• **Directions**: Copy each line of the records below that mentions the word "drawstring".

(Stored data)
+ + + + +
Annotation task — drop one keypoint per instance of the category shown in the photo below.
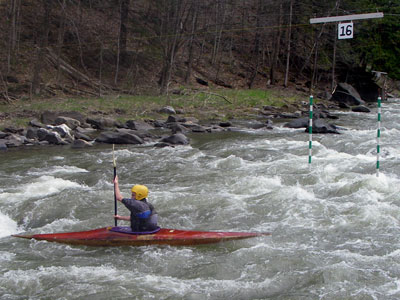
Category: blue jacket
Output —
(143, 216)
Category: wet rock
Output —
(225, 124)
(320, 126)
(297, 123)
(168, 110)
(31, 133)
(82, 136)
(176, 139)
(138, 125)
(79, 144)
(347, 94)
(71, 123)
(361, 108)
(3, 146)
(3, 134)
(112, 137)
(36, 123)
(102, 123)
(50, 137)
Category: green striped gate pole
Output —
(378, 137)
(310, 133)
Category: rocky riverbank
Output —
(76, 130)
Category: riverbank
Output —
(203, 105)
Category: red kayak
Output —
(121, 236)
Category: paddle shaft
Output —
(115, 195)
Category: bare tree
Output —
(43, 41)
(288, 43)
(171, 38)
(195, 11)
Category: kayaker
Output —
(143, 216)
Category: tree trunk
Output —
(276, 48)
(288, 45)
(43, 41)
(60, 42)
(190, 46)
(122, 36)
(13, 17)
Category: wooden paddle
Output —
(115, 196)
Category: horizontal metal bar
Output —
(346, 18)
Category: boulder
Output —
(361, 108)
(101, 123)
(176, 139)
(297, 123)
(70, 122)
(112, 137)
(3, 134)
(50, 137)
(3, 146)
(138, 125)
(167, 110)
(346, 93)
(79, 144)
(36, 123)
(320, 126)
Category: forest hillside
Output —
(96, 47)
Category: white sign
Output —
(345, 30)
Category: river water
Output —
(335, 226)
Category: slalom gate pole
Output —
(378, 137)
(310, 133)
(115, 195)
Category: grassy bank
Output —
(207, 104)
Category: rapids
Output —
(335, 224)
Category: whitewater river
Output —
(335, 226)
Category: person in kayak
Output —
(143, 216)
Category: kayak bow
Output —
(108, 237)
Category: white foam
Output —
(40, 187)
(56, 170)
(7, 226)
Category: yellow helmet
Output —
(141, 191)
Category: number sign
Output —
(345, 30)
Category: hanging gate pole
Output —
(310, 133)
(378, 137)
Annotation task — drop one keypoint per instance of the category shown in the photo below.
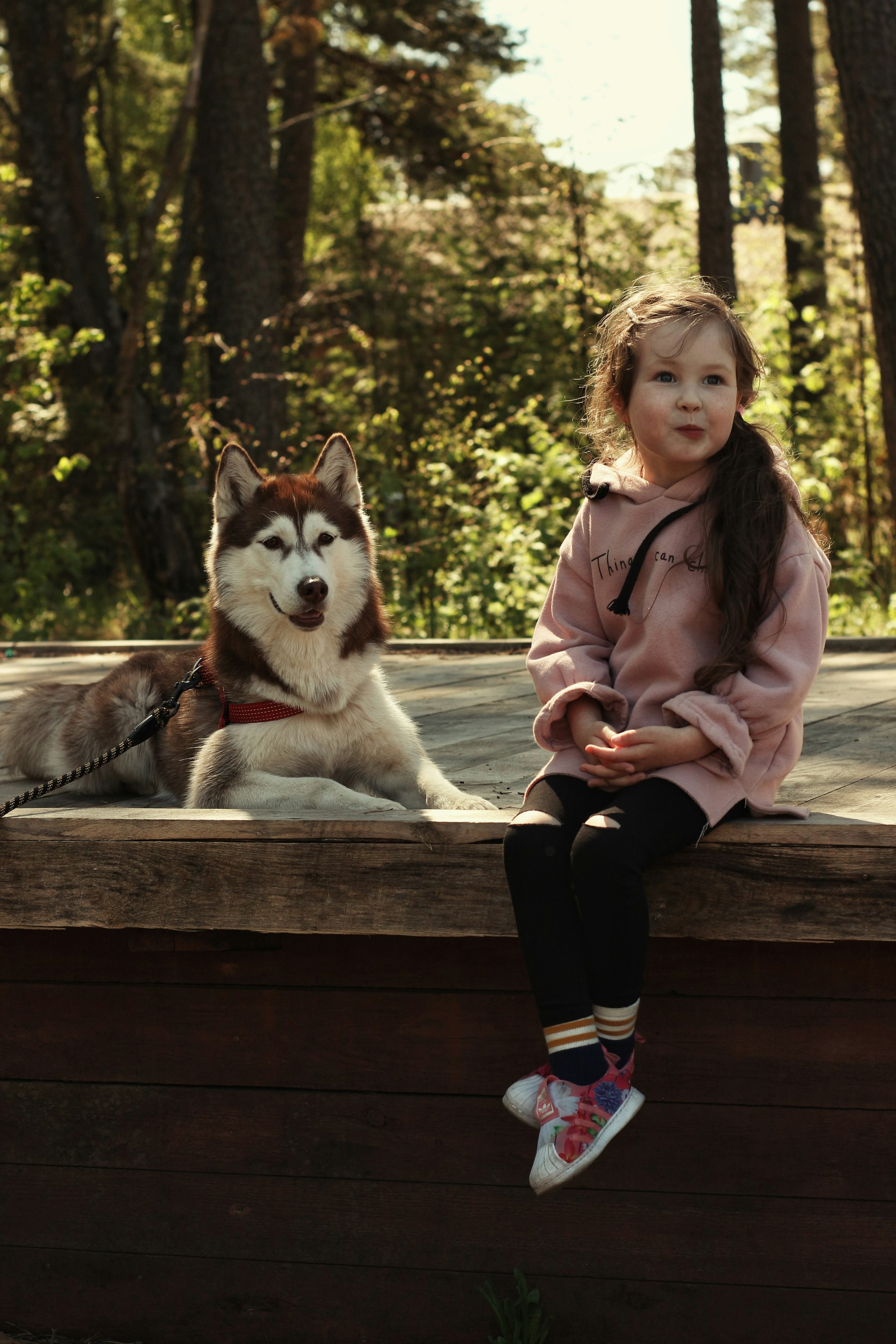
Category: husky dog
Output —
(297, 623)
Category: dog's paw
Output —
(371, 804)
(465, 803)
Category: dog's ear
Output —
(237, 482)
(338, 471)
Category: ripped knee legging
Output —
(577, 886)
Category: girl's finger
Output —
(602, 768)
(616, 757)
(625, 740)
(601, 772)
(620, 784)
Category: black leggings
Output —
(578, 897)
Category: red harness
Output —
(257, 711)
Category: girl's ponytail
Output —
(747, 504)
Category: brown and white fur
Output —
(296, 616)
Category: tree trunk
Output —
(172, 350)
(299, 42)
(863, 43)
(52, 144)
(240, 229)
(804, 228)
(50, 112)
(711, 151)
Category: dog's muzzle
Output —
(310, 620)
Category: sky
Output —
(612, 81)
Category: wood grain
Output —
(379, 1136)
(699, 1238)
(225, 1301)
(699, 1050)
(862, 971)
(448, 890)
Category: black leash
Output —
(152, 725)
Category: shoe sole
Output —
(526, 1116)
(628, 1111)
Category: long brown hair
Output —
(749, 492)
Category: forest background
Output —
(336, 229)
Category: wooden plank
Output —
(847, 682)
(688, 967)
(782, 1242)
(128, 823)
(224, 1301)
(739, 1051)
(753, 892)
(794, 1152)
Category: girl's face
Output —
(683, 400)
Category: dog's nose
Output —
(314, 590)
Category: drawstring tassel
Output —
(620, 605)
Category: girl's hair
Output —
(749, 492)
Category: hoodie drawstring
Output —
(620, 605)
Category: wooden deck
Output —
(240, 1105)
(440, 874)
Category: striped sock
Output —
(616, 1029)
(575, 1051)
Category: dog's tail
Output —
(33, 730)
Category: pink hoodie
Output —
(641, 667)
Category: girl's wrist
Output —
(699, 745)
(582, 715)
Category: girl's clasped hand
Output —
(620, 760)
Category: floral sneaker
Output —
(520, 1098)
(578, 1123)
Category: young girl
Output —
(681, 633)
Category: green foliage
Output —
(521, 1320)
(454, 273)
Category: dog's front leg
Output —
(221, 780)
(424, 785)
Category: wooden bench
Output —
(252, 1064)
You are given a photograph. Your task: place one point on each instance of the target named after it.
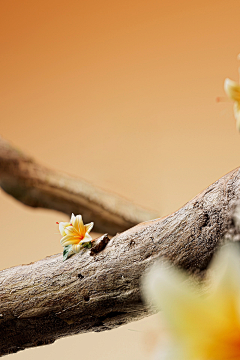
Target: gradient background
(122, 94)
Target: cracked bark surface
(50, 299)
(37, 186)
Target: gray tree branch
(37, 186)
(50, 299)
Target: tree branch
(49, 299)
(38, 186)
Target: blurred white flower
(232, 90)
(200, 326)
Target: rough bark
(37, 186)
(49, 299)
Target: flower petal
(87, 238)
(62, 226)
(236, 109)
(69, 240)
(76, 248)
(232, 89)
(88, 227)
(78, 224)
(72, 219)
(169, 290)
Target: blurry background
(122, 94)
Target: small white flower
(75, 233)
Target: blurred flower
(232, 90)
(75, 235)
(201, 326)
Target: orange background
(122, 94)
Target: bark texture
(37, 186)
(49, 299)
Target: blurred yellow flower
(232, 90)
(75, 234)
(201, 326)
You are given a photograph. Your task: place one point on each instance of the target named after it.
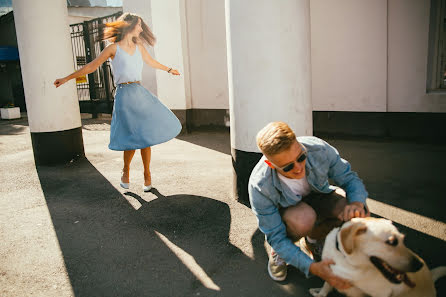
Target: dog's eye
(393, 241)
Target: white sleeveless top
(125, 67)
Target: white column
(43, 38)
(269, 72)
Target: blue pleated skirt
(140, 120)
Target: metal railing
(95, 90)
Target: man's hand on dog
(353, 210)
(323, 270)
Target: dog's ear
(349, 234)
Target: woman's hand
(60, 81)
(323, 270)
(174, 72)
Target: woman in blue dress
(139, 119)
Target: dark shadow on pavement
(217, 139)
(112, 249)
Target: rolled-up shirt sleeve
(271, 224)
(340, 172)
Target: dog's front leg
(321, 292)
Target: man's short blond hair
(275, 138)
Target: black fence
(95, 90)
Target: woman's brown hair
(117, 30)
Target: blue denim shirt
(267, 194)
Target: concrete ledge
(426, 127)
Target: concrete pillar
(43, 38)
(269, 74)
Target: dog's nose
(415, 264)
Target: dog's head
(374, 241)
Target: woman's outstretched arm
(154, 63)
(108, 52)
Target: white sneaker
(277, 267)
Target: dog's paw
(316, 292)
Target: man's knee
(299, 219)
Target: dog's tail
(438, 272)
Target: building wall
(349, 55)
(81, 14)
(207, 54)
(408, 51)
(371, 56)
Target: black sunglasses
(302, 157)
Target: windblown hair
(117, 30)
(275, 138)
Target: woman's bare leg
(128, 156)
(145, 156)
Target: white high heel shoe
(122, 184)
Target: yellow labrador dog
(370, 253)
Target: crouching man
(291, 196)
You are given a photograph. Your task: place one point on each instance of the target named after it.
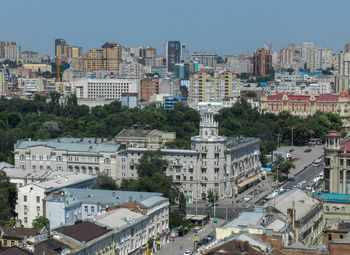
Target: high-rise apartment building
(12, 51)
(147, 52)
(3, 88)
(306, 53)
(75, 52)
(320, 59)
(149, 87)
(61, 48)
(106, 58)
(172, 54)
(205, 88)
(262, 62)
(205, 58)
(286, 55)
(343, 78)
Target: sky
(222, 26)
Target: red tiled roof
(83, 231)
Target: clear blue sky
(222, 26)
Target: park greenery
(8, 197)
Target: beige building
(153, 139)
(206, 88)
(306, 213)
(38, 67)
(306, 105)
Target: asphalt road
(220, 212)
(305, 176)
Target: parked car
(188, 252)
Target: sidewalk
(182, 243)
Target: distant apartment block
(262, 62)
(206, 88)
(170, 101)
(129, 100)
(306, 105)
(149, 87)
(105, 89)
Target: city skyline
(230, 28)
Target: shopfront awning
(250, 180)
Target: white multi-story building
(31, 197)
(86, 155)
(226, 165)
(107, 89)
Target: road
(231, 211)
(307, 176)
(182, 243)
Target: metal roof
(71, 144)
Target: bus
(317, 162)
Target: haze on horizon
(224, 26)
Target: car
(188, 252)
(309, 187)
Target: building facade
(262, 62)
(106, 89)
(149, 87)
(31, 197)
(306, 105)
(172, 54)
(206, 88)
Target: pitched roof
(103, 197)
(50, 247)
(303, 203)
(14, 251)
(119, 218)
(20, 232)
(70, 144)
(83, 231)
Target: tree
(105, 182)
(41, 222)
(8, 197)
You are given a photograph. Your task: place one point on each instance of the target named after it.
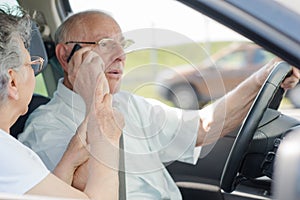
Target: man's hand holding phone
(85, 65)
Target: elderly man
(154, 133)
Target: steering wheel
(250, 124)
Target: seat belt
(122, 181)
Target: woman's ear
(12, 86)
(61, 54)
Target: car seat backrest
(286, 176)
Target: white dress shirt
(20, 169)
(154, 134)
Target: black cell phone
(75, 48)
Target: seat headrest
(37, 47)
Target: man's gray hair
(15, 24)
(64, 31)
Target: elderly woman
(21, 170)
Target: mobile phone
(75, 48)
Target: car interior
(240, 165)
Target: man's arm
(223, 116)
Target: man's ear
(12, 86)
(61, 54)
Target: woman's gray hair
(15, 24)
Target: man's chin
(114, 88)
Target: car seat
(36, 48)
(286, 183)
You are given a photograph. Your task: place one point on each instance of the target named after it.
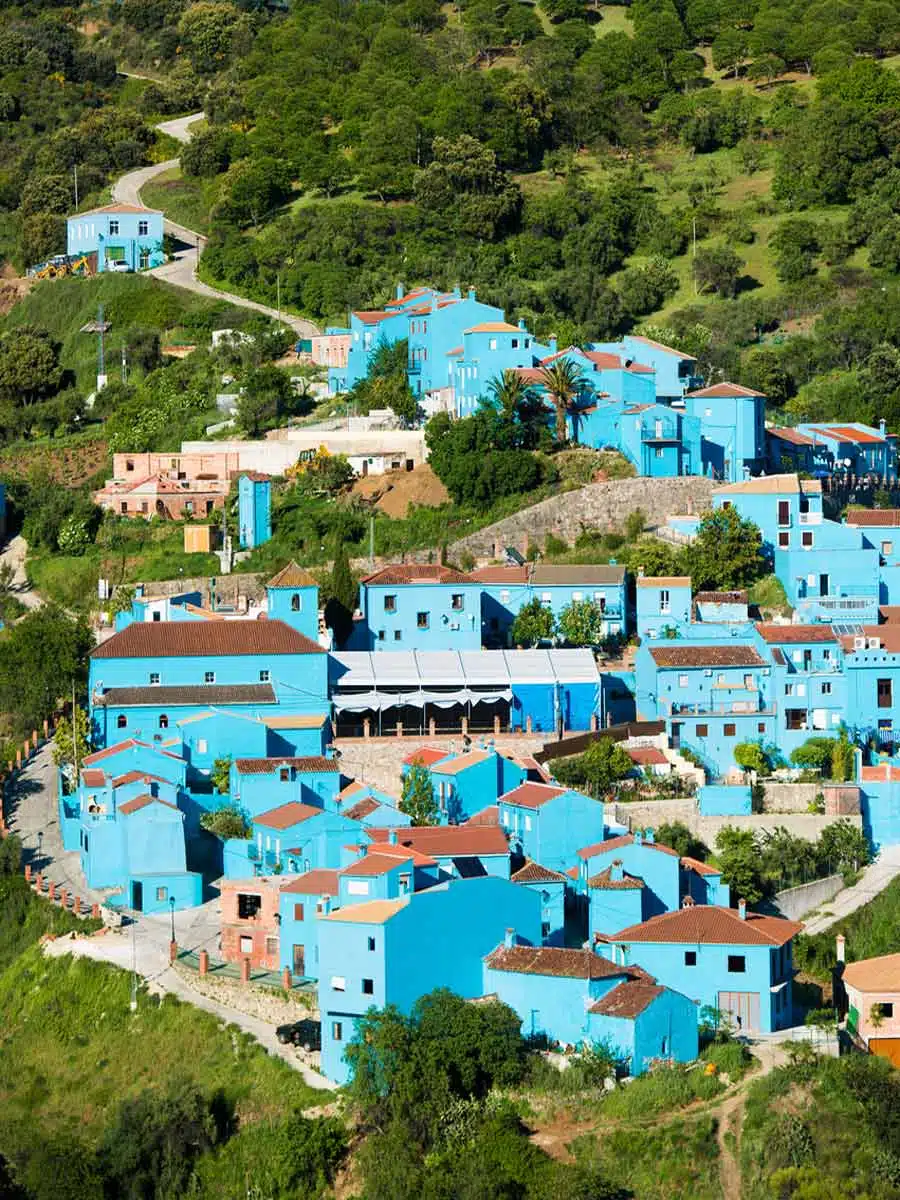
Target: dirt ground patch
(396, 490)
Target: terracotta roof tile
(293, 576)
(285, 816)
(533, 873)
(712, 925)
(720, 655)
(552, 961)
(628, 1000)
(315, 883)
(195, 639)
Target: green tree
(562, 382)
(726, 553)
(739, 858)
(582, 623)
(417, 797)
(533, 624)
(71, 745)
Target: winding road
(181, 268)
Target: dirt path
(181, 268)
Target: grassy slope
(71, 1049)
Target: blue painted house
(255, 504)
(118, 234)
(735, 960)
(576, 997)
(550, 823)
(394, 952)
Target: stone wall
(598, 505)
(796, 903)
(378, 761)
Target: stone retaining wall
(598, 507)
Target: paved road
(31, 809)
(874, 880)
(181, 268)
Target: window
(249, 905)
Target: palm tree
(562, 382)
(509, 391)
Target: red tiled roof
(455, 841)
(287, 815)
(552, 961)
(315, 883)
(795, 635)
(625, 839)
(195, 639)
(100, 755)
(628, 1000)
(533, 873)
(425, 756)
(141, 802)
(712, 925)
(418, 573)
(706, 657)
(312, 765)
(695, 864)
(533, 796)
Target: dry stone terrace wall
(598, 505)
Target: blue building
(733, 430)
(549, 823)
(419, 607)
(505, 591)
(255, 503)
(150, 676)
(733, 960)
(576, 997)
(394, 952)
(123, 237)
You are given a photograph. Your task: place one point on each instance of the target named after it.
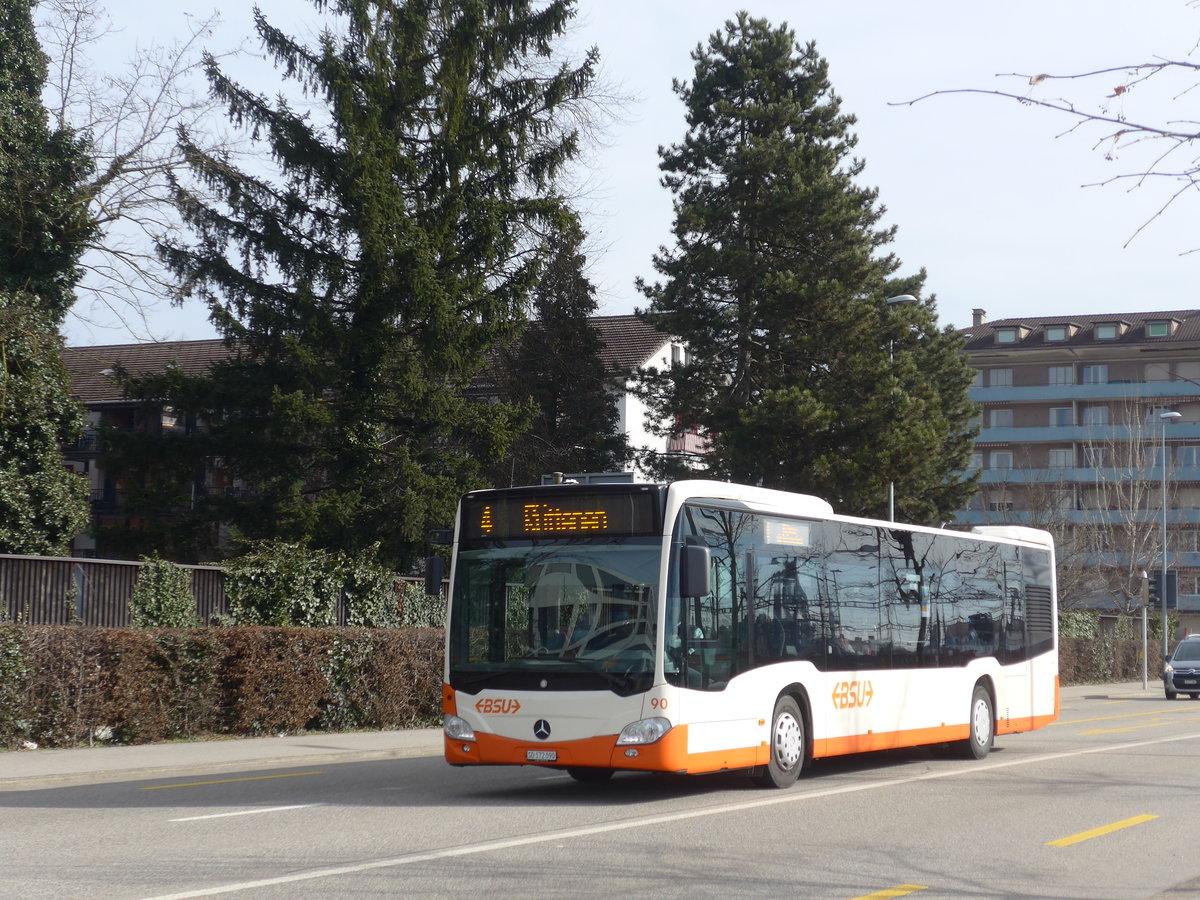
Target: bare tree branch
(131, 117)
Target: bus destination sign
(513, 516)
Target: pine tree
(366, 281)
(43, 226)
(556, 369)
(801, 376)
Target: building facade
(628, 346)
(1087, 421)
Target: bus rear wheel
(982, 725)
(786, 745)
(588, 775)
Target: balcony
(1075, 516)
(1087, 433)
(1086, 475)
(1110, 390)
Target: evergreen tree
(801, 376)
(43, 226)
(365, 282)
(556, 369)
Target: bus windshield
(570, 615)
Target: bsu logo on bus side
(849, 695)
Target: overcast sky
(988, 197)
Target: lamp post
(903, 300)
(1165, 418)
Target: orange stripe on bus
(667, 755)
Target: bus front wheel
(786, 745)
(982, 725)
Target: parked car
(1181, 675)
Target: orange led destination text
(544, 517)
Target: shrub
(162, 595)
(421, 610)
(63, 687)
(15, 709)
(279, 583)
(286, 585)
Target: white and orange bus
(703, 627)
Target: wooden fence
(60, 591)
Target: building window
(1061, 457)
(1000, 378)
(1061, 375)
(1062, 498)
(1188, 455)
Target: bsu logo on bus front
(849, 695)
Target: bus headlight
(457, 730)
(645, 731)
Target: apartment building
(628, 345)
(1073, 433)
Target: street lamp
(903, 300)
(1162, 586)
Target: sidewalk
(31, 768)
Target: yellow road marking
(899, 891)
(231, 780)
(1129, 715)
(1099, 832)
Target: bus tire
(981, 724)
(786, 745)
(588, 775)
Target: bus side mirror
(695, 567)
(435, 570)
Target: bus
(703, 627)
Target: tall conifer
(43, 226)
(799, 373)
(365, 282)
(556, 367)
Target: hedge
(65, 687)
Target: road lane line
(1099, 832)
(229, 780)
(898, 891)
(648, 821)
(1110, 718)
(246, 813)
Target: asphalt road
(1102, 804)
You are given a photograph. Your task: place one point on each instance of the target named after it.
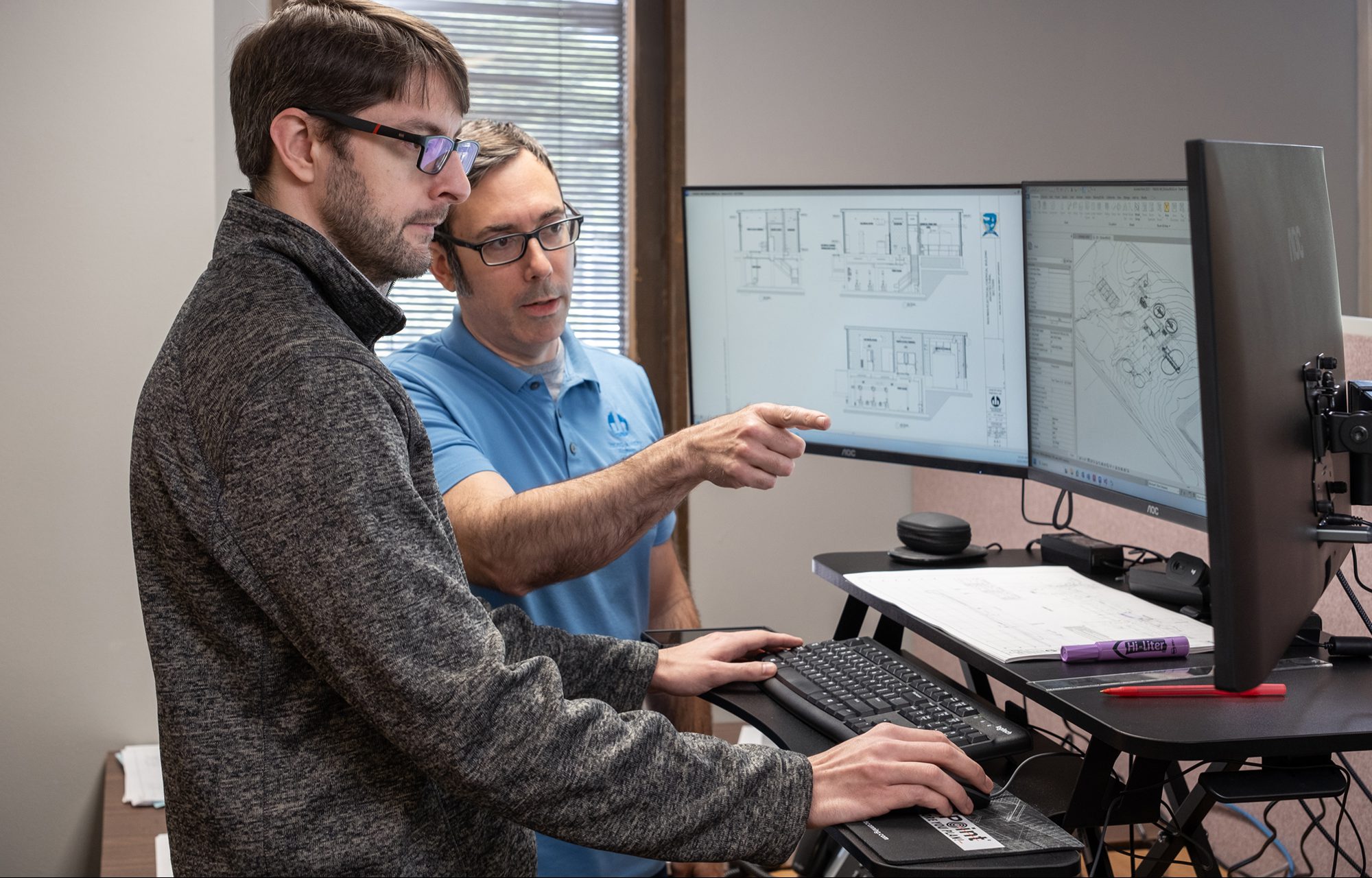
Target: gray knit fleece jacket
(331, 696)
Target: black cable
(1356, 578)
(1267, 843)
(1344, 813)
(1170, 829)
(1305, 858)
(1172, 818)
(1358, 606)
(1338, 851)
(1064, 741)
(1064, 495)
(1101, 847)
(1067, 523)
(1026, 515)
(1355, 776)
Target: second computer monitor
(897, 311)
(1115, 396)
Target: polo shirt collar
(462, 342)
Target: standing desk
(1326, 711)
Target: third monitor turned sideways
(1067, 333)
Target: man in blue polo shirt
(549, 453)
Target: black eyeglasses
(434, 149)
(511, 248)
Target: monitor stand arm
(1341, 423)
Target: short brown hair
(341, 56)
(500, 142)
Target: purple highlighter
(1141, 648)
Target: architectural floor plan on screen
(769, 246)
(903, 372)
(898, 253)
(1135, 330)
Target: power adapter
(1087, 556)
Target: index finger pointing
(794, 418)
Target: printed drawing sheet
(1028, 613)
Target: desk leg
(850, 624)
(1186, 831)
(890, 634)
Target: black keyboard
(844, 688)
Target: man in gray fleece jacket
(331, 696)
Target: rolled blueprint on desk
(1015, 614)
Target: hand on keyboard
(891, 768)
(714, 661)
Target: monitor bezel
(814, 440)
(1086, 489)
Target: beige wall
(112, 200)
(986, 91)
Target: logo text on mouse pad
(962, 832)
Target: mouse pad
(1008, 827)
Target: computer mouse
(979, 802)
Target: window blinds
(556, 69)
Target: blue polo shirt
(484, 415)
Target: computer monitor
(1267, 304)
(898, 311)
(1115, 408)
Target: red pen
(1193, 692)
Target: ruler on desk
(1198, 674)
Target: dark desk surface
+ + + + +
• **Task answer**:
Category: drawstring tassel
Category: hoodie drawstring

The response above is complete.